● **Set problem 1**
Using the article on Betsie and Corrie Ten Boom, answer these:
(a) About how many Jews lived in the Netherlands before the Nazi occupation?
(b) How old was Casper Ten Boom?
(c) How many Jews did the resistance movement save during the German occupation?
● **Set problem 2**
Find every line in the rows that contains the string "wooden" and copy each one. Case counts.
-- start of Source document --
Skip to content
beauty

A House with Open Doors: Betsie and Corrie Ten Boom

Public apologies do not come easily, especially from heads of state. So, when the Netherlands’ Prime Minster Rutte delivered a historic apology at an event commemorating the 75th anniversary of the liberation of Nazi concentration camp Auschwitz (January 27, 1945), many paid attention. The Prime Minister highlighted the tragic truth that before the Nazi occupation of the Netherlands, approximately 140,000 Jews were living in the country, and afterward only 38,000 remained. Rutte acknowledged that those in leadership simply did not do enough to protect their Jewish friends and neighbors, and in sum apologized for not putting up more of a fight.

However, there were those who did stand up to the evil in their midst. An unsuspecting group of Christian freedom fighters opened their doors, smuggled ration cards, built trap doors, and risked their lives for the sake of their persecuted neighbors. Casper Ten Boom (age 83), and his two daughters Corrie (age 50) and Betsie (age 57), transformed their home into a hiding place and helped established an 80-person resistance movement that resulted in the saving of over 800 Jews during the German occupation. Last year, while on Sabbatical in the Netherlands, my family and I were able to walk through the Ten Booms’ home and experience afresh the amazing life and ministry of Corrie and Betsie Ten Boom. Much of their life and legacy comes to us through the lifelong publishing and speaking ministry of youngest daughter Corrie (1892-1983). While the Ten Booms’ work was underground, their story should not be.
-- end of Source document --
-- start of Supplied data --
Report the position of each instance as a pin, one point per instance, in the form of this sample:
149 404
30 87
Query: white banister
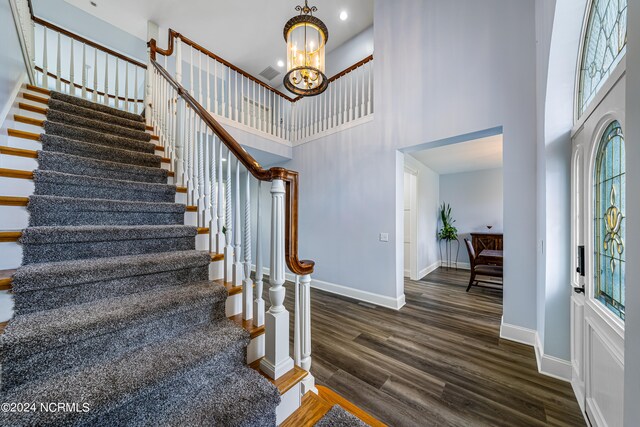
237 250
247 283
277 360
258 303
220 237
228 249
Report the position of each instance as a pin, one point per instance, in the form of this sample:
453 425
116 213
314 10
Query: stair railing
347 100
216 171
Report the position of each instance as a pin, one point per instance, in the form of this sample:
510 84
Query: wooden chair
480 269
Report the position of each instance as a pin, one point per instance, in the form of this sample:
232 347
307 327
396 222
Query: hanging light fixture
306 37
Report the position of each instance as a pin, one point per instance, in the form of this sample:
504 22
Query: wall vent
269 73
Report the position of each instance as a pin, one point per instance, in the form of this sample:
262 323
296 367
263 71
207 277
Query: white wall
12 68
428 190
476 201
632 137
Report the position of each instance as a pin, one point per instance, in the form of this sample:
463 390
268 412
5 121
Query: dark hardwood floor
437 362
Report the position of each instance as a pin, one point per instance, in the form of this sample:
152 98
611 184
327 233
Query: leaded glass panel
609 220
603 47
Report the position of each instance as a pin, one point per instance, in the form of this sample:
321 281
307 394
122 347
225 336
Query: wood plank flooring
437 362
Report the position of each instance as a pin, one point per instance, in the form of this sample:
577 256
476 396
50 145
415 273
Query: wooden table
492 256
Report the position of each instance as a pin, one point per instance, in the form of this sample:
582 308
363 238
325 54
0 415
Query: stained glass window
609 220
603 47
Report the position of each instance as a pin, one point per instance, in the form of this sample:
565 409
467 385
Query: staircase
113 310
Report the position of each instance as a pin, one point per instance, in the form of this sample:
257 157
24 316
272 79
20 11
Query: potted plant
448 233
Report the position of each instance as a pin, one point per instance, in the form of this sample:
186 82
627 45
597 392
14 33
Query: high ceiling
477 154
246 33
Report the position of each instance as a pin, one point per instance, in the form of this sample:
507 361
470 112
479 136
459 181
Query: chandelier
306 37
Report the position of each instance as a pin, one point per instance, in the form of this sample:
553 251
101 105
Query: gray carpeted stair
54 183
113 307
77 165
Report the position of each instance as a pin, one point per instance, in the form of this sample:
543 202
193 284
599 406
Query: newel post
302 344
277 360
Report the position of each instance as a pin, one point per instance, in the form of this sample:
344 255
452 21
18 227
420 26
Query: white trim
6 108
517 333
345 291
358 122
552 366
428 269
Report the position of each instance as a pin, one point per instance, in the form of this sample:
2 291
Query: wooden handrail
290 178
169 51
79 86
345 71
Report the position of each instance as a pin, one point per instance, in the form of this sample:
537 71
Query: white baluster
258 303
213 225
191 71
277 361
228 249
84 70
215 86
201 189
303 320
126 85
200 77
370 75
58 67
106 80
135 87
229 112
179 60
208 85
117 91
237 264
72 67
247 283
45 61
220 237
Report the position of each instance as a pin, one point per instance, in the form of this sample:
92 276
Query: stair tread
106 386
66 273
39 331
286 381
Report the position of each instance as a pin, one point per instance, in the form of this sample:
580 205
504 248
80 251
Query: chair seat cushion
489 270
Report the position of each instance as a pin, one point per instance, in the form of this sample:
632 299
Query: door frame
413 222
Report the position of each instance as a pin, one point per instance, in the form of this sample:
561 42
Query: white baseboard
6 108
345 291
550 365
517 334
547 365
428 269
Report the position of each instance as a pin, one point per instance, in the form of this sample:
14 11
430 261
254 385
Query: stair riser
18 162
137 333
54 297
69 251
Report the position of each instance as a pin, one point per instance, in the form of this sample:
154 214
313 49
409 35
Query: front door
598 302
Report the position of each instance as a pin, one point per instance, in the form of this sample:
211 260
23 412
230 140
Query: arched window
603 47
609 220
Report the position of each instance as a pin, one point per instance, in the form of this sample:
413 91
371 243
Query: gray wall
632 137
476 201
12 68
78 21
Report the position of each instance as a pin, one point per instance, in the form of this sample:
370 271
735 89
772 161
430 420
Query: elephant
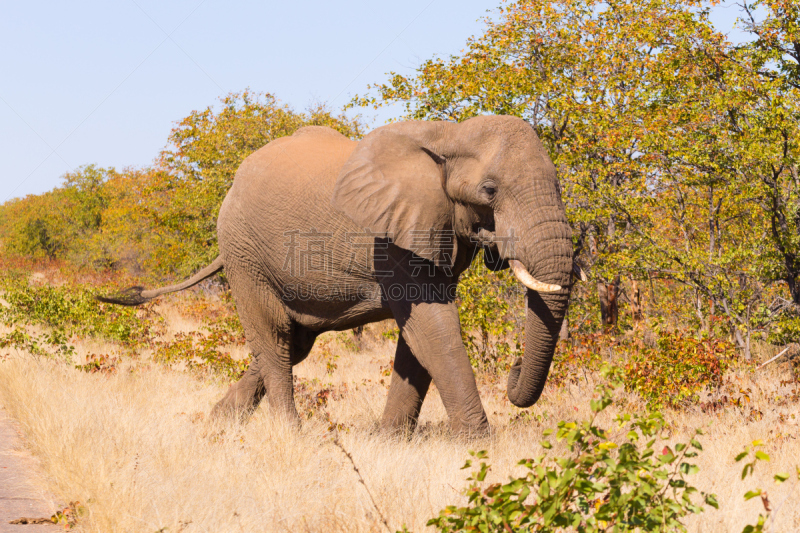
-- end of Supplied data --
● **Worked solution 1**
(a) Approximately 140,000
(b) 83
(c) Over 800

● **Worked solution 2**
Query: wooden chair
Query: wooden table
Query: wooden handrail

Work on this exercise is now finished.